Women Are Not Letting Go of Bad Relationships
There are hundreds of reasons why women stay and why they should be letting go of bad relationships. But if you ask five women to give you five reasons why they are not letting go of a bad relationship,you can be certain that at least one of the five reasons they give you will be the same for all of them. Over and over again women lead lives of desperation holding on to fears and beliefs about themselves and convincing themselves on a daily basis that they will not be better off alone. Why?
Why Women are not letting go
The common reasons women don't let go of bad relationships were denial, devotion, low self-esteem, children and fear.
The Five Most Common Reasons Women Stay
- Denial - There are many forms of denial a woman can demonstrate when she stays in a bad relationship. Some women believe that by staying in a bad relationship, they somehow help their mate become better. Maybe by not admitting to the state of a bad relationship, a woman believes her mate or the situation is going to change for the better. This savior mentality is an excuse women use to avoid the problem. Women also tend to blame their own behavior and deny any wrongdoing on the part of their mates. Denial is a very common survival instinct that helps you deal with your current situation within an explosive relationship. Becoming aware of your surroundings and admitting to the condition of your relationship will save you time, pain and stress. For this reason you should stop making excuses, wake up to your reality, admit there's a problem, and begin to let go of the bad relationship that will not get better.
- Devotion - Devotion, loyalty, commitment--whatever you want to call it--is still one of the biggest reasons women do not let go of a bad relationship. "We've been together for so long, I've gotten used to him." This is different from denial because you're not denying the fact that the relationship has problems; instead, you use the fact that you've grown accustomed to a certain level of abuse and this is supposed to make it okay for you to stay. There is no level of devotion or loyalty that will make it acceptable to stay in a bad relationship. Simply because you've known a person for a long time doesn't mean it's right for them to treat you badly. It's certainly a mistake for you to stay to a point that you've become used to an abusive relationship. One thing is for sure: it will get worse before it gets better, if it ever does, and your devotion or loyalty has nothing to do with it. Redirect the loyalty and devotion to yourself and learn that you don't have to accept less simply because of how long you've been with your partner.
- Having Low Self-Esteem - Low self-esteem has to be the number one reason why women hold on to bad relationships and refuse to let go. Women who are subjected to a constant level of mental, physical or emotional abuse have very low self-esteem. This low perception of oneself makes them feel stuck, unable to take care of themselves and unable to find someone better. Realizing that you can take care of yourself is the first and most important step to building yourself up and finding the strength to leave.

| Provided material |
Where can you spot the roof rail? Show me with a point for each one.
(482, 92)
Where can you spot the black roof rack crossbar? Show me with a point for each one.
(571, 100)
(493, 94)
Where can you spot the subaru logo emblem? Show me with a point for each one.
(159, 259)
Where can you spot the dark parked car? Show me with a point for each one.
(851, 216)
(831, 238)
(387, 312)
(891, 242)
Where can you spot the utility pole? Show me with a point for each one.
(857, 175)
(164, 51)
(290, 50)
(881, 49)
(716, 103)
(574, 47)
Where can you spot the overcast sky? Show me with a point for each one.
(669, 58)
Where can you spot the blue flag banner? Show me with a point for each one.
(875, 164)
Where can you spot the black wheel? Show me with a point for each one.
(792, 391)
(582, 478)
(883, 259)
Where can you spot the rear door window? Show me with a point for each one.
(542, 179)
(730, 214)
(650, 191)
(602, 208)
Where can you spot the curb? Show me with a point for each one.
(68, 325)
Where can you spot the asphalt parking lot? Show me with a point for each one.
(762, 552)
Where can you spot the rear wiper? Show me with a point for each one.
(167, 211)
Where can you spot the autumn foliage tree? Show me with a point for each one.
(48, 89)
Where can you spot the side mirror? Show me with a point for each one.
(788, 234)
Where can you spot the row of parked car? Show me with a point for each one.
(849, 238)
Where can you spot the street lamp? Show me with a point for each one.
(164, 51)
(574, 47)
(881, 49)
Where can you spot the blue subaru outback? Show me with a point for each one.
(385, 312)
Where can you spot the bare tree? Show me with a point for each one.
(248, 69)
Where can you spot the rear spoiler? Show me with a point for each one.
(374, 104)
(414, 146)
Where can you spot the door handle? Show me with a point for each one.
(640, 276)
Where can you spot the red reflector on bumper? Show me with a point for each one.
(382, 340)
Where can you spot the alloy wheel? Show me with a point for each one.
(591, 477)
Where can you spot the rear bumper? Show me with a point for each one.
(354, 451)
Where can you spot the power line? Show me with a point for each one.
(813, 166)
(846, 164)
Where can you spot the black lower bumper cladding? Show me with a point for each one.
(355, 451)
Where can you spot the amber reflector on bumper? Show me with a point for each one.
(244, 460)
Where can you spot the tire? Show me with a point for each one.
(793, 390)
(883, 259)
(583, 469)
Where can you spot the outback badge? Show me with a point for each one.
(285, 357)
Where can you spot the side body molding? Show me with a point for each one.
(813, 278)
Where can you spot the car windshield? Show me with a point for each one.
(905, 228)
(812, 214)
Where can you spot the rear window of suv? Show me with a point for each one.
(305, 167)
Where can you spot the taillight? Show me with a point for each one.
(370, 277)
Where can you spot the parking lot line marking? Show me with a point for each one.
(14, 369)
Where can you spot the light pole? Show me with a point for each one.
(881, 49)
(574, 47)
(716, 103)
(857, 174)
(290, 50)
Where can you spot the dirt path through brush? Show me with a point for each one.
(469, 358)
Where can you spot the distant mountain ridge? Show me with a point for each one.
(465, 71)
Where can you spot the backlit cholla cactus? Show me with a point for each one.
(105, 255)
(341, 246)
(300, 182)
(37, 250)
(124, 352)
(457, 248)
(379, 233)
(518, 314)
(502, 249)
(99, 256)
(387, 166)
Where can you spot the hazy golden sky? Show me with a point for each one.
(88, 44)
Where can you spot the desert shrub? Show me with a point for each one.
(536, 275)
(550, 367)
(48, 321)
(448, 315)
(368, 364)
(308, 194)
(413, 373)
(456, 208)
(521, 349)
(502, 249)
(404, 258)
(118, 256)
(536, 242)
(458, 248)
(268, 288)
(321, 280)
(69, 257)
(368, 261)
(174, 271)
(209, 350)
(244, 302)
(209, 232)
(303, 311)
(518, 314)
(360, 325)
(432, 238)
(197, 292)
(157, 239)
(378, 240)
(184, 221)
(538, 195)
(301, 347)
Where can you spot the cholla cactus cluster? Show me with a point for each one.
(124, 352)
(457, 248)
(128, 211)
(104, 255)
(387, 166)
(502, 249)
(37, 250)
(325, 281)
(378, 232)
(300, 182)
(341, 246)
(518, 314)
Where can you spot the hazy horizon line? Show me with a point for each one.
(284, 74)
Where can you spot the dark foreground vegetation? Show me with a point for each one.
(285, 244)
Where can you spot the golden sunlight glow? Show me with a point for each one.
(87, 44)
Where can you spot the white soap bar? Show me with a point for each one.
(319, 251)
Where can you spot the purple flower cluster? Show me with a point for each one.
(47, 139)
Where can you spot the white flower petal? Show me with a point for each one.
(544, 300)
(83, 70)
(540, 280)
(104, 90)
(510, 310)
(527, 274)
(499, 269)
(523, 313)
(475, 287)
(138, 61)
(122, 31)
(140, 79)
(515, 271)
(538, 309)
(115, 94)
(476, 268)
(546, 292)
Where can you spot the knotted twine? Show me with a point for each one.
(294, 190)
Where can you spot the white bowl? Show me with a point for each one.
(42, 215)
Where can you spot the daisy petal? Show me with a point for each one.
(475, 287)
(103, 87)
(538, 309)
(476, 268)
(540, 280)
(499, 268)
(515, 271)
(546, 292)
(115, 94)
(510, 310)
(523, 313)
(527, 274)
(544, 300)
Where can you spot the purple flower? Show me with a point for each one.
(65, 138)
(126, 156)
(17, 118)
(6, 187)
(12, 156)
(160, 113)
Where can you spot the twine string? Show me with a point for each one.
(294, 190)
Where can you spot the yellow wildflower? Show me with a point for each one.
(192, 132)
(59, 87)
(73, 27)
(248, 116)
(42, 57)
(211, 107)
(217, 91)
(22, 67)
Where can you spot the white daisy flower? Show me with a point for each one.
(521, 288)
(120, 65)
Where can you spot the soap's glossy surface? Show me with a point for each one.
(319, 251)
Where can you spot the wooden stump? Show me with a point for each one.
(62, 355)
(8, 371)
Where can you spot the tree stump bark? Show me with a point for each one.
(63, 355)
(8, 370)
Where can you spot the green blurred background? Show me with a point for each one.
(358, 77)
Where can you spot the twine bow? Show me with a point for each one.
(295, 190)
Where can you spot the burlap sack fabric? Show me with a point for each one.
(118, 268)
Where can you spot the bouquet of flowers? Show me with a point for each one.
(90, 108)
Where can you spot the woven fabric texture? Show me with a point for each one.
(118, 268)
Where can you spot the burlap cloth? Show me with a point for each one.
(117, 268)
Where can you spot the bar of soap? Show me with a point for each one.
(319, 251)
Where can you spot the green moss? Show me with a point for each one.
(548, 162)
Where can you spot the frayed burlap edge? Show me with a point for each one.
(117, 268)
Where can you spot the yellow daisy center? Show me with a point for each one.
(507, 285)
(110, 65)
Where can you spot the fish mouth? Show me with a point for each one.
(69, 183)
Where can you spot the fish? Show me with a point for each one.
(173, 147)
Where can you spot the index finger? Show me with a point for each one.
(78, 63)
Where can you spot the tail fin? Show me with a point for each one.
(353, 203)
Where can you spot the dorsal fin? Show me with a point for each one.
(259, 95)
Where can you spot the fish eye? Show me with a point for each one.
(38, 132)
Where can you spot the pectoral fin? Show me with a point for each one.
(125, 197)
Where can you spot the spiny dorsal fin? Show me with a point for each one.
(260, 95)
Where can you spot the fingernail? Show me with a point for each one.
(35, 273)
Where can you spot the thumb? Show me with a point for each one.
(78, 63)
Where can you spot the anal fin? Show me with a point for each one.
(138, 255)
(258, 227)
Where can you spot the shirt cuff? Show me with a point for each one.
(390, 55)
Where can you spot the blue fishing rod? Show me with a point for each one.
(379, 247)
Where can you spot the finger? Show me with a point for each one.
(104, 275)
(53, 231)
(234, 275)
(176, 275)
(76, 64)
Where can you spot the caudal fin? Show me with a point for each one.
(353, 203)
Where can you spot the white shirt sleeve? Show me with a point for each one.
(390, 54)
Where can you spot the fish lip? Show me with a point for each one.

| Assignment |
Copy everything from "- Having Low" down to "strength to leave." in the text on why women stay in bad relationships, word for word.

| Answer section |
- Having Low Self-Esteem - Low self-esteem has to be the number one reason why women hold on to bad relationships and refuse to let go. Women who are subjected to a constant level of mental, physical or emotional abuse have very low self-esteem. This low perception of oneself makes them feel stuck, unable to take care of themselves and unable to find someone better. Realizing that you can take care of yourself is the first and most important step to building yourself up and finding the strength to leave.